>>
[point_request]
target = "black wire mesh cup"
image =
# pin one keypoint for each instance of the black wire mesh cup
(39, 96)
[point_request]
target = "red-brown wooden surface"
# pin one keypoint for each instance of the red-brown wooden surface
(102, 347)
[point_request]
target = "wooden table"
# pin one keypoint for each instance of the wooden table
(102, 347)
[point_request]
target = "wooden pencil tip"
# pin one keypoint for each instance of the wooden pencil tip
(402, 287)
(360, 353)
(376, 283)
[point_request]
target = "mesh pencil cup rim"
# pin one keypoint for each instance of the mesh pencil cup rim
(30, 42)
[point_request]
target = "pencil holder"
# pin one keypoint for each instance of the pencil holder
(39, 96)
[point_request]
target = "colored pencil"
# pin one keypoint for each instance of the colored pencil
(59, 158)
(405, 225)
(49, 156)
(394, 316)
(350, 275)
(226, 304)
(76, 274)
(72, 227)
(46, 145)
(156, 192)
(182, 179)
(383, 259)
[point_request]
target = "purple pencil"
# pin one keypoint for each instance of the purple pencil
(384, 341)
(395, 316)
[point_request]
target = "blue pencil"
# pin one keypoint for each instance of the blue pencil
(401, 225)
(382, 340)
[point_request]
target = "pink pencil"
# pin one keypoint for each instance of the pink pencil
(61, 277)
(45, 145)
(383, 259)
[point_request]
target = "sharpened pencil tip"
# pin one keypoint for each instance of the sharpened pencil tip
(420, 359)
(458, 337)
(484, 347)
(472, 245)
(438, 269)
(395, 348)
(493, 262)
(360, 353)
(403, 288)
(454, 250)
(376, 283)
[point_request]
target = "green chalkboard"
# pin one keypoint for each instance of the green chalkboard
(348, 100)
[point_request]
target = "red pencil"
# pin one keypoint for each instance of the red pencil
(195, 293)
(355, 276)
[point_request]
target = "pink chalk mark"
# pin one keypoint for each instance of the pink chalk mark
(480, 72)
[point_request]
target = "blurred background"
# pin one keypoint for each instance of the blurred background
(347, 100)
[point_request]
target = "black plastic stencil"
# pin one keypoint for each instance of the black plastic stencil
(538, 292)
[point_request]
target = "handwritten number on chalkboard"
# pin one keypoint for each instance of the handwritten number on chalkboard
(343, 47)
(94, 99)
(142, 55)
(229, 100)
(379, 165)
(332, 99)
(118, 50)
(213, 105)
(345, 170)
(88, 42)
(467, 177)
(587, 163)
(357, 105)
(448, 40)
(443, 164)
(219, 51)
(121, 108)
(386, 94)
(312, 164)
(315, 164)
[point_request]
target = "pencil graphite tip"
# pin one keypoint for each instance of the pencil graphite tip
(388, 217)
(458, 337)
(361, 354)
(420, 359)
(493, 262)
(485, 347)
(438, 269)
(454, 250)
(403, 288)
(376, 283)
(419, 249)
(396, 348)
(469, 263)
<<
Work required:
Copy the material above, keeping every line exactly as it stands.

Your solution:
[point_request]
target = "black wire mesh cup"
image =
# pin one keypoint for each instance of the black wire mesh cup
(39, 96)
[point_request]
target = "red-brown wooden surface"
# pin one keypoint for each instance of the red-brown wooden surface
(102, 347)
[point_request]
target = "wooden table"
# pin one keypoint for each instance of the wooden table
(102, 347)
[point_request]
target = "wooden pencil tip"
# pin one keypoint for each instance of the wooden pencil tip
(402, 287)
(360, 353)
(376, 283)
[point_request]
target = "mesh pencil cup rim"
# pin one keypoint for each instance of the mesh pencil cup rim
(30, 42)
[point_request]
target = "pencil holder"
# pin one keypoint for each instance of the pencil holder
(39, 96)
[point_request]
target = "colored pencil"
# pin one keypoint for each instance of the colored pencil
(59, 158)
(405, 225)
(49, 156)
(394, 316)
(350, 275)
(226, 304)
(76, 274)
(72, 227)
(46, 145)
(156, 192)
(182, 179)
(383, 259)
[point_request]
target = "purple pencil"
# pin one keypoint for each instance of the purple pencil
(384, 341)
(395, 316)
[point_request]
target = "blue pencil"
# pin one keypoint for each instance of the blue pencil
(401, 225)
(382, 340)
[point_request]
target = "pink pencil"
# pin one keypoint for each instance of the pink pencil
(61, 277)
(45, 145)
(383, 259)
[point_request]
target = "sharpened pencil tip"
# pin one keypoint for each instance of the sharpened pencil tip
(420, 359)
(458, 337)
(484, 347)
(472, 245)
(438, 269)
(395, 348)
(493, 262)
(360, 353)
(403, 288)
(454, 250)
(376, 283)
[point_request]
target = "green chalkboard"
# pin one keypoint for each instance of the green chalkboard
(348, 100)
[point_request]
target = "red pencil"
# pin one keypoint for each instance of the red pencil
(195, 293)
(355, 276)
[point_request]
target = "pink chalk mark"
# pin one keypoint for each instance of the pink chalk mark
(480, 72)
[point_request]
target = "blurred background"
# pin one keypoint for each instance of the blurred background
(347, 100)
[point_request]
target = "black plastic stencil"
# pin one keypoint for each instance of the black plastic stencil
(538, 292)
[point_request]
target = "handwritten number on chalkboard"
# pin one keypoint for each instance of the handwritten number on chalkboard
(343, 47)
(94, 99)
(142, 55)
(229, 100)
(379, 165)
(332, 99)
(118, 50)
(213, 105)
(345, 170)
(88, 42)
(467, 177)
(587, 163)
(357, 105)
(448, 40)
(443, 164)
(219, 51)
(121, 108)
(386, 94)
(312, 164)
(315, 164)
[point_request]
target = "pencil graphite tip"
# pin one keypoint for each instance of the pencil graphite tip
(388, 217)
(458, 337)
(361, 354)
(420, 359)
(493, 262)
(485, 347)
(438, 269)
(454, 250)
(403, 288)
(376, 283)
(419, 249)
(396, 348)
(469, 263)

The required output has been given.